• [Provided text]:
☆ ☆ ☆ ☆ ☆
Checking shape of datasets. We expect a test dataset to have one column less.

In [None]:
train_shape = train.shape
test_shape = test.shape
print("Train dataset has {} rows and {} columns.".format(train_shape[0], train_shape[1]))
print("Test dataset has {} rows and {} columns.".format(test_shape[0], test_shape[1]))

Checking shapes of our datasets reveals that number of column is correct and that a test dataset has over 1/3 rows more. The next sep is to check if we have any duplicates.

In [None]:
if sum(train.duplicated()) == 0:
    print("There are no duplicates in a train dataset.")
else:
    print("There are {} duplicates in a train dataset.".format(sum(train.duplicated())))
    
if sum(train.duplicated()) == 0:
    print("There are no duplicates in a test dataset.")
☆ ☆ ☆ ☆ ☆
• [Tasks for this exercise]:
A. In the notebook excerpt, how many columns fewer is the test dataset expected to have than the train dataset?
B. Return, without any change, the lines of the listing starting at the line that contains "Where can the white cabinet" and ending at the end of the listing.
The notebook excerpt and the listing that follows it come from separate sources.

[Point annotation records]
☆ ☆ ☆ ☆ ☆
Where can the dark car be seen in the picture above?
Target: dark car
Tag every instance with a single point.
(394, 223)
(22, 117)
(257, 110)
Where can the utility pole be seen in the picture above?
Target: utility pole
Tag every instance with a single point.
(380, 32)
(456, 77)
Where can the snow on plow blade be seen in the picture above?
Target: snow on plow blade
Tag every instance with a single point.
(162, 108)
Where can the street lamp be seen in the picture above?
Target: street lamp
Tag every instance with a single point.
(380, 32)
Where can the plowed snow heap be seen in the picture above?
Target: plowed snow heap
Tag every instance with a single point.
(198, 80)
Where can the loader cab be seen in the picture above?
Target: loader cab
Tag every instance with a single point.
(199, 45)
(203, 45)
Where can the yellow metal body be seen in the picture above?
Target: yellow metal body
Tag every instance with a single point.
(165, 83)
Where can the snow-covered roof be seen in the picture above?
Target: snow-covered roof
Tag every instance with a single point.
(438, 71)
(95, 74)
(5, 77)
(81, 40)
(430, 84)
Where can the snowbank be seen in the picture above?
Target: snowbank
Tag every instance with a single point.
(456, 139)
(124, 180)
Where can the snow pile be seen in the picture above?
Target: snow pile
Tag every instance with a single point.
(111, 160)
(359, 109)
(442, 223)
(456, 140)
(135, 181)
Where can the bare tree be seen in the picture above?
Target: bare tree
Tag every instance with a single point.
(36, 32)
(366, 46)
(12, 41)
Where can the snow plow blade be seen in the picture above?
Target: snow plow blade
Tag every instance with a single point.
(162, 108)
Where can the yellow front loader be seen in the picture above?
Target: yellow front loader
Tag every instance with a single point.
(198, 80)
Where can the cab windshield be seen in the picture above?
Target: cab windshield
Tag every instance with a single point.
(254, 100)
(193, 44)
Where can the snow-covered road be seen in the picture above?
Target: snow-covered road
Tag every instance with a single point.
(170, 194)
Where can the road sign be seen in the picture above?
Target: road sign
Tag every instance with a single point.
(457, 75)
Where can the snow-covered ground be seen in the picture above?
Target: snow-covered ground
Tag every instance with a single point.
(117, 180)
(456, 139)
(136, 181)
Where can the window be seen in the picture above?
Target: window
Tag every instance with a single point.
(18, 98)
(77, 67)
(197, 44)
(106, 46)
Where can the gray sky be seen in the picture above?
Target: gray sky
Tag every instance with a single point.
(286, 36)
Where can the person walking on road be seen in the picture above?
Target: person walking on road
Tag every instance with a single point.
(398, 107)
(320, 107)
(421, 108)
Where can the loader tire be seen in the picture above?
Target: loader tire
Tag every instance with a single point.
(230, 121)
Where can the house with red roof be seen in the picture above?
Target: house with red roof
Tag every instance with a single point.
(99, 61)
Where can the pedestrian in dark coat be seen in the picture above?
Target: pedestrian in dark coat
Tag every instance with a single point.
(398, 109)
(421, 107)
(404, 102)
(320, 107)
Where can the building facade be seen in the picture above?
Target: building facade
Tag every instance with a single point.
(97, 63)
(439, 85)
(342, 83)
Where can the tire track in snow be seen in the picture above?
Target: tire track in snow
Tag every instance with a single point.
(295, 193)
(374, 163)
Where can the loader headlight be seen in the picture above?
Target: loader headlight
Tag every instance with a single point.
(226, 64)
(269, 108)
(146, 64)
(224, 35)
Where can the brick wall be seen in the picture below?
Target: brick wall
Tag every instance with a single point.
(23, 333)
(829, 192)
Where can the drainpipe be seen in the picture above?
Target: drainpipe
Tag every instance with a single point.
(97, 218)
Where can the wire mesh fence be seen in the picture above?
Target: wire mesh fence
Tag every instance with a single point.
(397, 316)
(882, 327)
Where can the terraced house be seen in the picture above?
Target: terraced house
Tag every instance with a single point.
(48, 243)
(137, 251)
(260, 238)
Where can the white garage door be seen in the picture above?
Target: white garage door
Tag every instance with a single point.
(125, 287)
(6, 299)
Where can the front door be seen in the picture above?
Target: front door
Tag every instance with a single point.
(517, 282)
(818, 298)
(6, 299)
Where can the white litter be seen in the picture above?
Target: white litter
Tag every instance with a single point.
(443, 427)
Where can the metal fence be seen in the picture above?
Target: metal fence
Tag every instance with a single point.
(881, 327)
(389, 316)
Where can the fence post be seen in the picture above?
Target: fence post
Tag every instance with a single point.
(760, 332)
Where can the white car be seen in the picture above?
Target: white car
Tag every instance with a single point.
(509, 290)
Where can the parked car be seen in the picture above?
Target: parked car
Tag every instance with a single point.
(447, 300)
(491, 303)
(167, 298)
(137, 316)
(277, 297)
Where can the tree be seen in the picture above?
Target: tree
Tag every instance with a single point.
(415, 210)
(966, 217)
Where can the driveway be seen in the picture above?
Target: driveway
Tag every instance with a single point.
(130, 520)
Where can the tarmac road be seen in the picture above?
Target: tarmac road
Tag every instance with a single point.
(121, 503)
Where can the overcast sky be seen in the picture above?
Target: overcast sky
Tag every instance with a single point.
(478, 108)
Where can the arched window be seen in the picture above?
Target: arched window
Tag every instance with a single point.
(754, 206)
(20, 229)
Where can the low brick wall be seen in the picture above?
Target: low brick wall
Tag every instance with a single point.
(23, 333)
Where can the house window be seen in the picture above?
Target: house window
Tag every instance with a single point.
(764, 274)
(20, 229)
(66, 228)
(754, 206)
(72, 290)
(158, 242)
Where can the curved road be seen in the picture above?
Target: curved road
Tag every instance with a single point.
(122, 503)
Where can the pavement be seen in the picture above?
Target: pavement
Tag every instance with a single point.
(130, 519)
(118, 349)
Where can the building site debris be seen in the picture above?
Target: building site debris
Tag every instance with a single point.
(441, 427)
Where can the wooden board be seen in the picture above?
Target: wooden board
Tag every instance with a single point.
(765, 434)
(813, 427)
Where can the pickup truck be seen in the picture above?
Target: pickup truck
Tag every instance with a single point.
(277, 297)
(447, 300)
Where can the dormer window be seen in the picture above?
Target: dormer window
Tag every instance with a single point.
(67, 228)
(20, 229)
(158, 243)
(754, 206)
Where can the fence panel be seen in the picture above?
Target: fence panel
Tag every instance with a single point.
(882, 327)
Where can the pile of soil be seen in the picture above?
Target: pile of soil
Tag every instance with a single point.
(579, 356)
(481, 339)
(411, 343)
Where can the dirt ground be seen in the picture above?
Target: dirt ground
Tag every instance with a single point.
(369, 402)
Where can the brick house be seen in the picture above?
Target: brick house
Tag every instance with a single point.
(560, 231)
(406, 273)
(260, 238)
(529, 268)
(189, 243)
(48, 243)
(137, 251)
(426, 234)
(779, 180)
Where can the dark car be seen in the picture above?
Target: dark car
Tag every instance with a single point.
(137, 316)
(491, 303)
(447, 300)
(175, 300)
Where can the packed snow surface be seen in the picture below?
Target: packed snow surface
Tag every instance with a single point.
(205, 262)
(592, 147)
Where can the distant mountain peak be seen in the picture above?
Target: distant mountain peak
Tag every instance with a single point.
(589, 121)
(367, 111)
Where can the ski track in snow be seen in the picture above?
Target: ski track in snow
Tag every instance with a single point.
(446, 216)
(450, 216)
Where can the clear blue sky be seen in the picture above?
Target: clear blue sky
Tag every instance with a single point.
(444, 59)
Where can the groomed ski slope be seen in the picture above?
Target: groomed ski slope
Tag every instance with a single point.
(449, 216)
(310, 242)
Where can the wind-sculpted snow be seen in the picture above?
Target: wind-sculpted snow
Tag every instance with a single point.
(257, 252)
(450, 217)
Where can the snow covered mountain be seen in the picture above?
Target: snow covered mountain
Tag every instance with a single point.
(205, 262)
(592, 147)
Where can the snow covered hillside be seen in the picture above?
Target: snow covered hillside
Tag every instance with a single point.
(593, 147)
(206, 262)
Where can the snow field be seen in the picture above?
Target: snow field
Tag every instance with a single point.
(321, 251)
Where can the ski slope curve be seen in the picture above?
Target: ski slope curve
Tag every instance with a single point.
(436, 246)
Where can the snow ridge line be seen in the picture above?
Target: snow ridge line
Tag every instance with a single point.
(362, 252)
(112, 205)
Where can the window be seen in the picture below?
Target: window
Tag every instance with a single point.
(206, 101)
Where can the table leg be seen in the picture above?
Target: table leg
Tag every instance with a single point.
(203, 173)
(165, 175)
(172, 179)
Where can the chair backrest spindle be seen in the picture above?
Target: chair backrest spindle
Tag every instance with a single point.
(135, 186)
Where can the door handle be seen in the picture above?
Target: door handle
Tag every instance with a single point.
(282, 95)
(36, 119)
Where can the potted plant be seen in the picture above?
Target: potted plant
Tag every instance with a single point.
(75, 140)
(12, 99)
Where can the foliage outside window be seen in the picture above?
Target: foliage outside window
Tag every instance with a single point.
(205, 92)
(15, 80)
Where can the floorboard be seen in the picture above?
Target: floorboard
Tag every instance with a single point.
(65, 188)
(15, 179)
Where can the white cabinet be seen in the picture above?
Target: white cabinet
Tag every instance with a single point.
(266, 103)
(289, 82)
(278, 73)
☆ ☆ ☆ ☆ ☆
• [Per-task outputs]:
A. One column fewer.

B.
Where can the white cabinet be seen in the picture above?
Target: white cabinet
Tag every instance with a single point.
(266, 103)
(289, 82)
(278, 73)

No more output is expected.